++++ THE RECORDS

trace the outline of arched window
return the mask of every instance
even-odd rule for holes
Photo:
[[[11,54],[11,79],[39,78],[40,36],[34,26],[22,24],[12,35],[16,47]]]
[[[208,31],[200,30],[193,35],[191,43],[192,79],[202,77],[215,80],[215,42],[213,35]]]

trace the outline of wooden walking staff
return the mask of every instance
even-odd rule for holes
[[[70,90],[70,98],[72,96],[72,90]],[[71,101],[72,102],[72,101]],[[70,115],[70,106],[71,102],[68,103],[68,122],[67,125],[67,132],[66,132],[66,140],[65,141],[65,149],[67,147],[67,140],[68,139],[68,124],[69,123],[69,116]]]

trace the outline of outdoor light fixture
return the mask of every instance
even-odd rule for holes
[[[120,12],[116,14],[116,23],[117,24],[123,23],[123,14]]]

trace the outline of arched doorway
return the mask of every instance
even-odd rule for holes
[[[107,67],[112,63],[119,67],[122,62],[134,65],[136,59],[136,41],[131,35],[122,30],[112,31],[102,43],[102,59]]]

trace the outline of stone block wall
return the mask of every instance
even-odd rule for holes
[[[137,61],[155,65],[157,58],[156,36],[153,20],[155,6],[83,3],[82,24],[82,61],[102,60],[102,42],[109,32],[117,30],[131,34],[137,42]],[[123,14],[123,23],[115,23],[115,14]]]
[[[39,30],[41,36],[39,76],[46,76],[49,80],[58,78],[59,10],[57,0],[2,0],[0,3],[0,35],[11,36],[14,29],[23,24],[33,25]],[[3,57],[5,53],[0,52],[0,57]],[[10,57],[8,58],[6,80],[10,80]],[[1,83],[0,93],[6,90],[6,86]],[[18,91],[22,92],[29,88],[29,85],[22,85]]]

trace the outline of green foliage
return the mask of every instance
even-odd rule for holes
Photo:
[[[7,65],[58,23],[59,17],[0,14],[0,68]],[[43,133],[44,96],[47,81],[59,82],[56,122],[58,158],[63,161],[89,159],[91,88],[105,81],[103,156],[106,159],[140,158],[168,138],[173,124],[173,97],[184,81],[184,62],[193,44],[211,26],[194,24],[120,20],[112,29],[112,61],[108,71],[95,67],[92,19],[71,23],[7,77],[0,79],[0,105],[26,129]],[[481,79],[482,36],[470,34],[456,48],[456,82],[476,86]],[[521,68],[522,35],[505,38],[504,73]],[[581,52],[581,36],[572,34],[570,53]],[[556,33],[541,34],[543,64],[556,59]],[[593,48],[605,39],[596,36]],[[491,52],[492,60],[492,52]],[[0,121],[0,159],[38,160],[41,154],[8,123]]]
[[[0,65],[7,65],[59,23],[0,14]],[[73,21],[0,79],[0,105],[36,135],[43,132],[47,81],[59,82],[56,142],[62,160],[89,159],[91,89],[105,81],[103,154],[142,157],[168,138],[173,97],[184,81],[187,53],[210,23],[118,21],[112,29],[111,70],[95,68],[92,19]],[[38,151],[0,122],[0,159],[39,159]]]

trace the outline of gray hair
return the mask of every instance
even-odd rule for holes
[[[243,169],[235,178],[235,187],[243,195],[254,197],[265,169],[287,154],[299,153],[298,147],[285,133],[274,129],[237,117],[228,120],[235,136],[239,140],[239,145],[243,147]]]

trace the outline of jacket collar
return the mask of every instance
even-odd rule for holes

++++++++

AIM OF THE TASK >> Copy all of the data above line for line, with no changes.

SOLUTION FOR THIS EXERCISE >>
trace the outline of arched window
return the mask of every instance
even-odd rule for holes
Photo:
[[[11,54],[11,79],[39,78],[40,36],[34,26],[22,24],[12,35],[16,47]]]
[[[208,31],[200,30],[193,35],[191,43],[192,79],[202,77],[215,80],[215,42],[213,35]]]

trace the outline of wooden walking staff
return the mask of every instance
even-odd rule for holes
[[[70,90],[70,98],[72,96],[72,90]],[[71,101],[72,102],[72,101]],[[70,115],[70,106],[71,102],[68,103],[68,122],[67,125],[67,132],[66,132],[66,140],[65,141],[65,149],[67,147],[67,140],[68,139],[68,124],[69,123],[69,116]]]

trace the outline of outdoor light fixture
return the mask of every instance
even-odd rule for holes
[[[120,12],[116,14],[116,23],[117,24],[123,23],[123,14]]]

trace the outline of arched doorway
return the mask of every instance
even-odd rule for holes
[[[107,67],[112,63],[119,67],[122,62],[134,65],[136,59],[136,41],[131,35],[122,30],[112,31],[102,43],[102,59]]]

trace the outline of stone block wall
return the mask of every instance
even-odd rule for holes
[[[137,61],[155,65],[157,58],[156,36],[153,20],[155,6],[83,3],[82,24],[82,61],[102,60],[102,42],[109,32],[117,30],[131,34],[137,42]],[[123,14],[123,23],[115,23],[115,14]]]
[[[39,30],[41,36],[39,76],[46,76],[49,80],[58,78],[59,10],[57,0],[2,0],[0,3],[0,35],[11,36],[14,29],[23,24],[33,25]],[[3,57],[5,53],[0,52],[0,57]],[[10,57],[8,58],[6,80],[10,80]],[[1,83],[0,93],[6,90],[6,86]],[[18,91],[22,92],[29,88],[29,85],[22,85]]]

trace the outline of green foliage
return the mask of every instance
even-odd rule for holes
Photo:
[[[7,65],[58,23],[59,17],[0,14],[0,68]],[[43,133],[44,96],[47,81],[59,82],[56,122],[58,158],[63,161],[89,159],[91,88],[105,81],[103,156],[106,159],[140,158],[168,138],[173,124],[173,97],[184,81],[184,62],[193,44],[211,26],[194,24],[120,20],[112,29],[112,61],[108,71],[95,67],[92,19],[71,23],[7,77],[0,79],[0,105],[26,129]],[[481,79],[482,36],[470,34],[456,48],[456,82],[476,86]],[[521,68],[522,35],[505,38],[504,73]],[[581,52],[581,36],[572,34],[570,53]],[[556,33],[541,34],[543,64],[556,59]],[[593,48],[605,39],[596,36]],[[491,52],[492,60],[492,52]],[[0,121],[0,159],[38,160],[41,154],[8,123]]]
[[[0,65],[7,65],[59,23],[0,14]],[[73,21],[0,79],[0,105],[36,135],[43,132],[47,81],[59,82],[56,142],[62,160],[89,159],[91,89],[105,81],[103,154],[142,157],[168,138],[173,97],[184,81],[187,53],[210,23],[118,21],[112,29],[111,70],[95,68],[92,19]],[[38,151],[0,122],[0,159],[39,159]]]

trace the outline of gray hair
return the mask of every instance
even-odd rule for holes
[[[243,169],[235,178],[235,187],[243,195],[254,197],[265,169],[287,154],[299,153],[298,147],[285,133],[274,129],[237,117],[228,120],[235,136],[239,140],[239,145],[243,147]]]

trace the outline of jacket collar
return the mask of every instance
even-odd rule for holes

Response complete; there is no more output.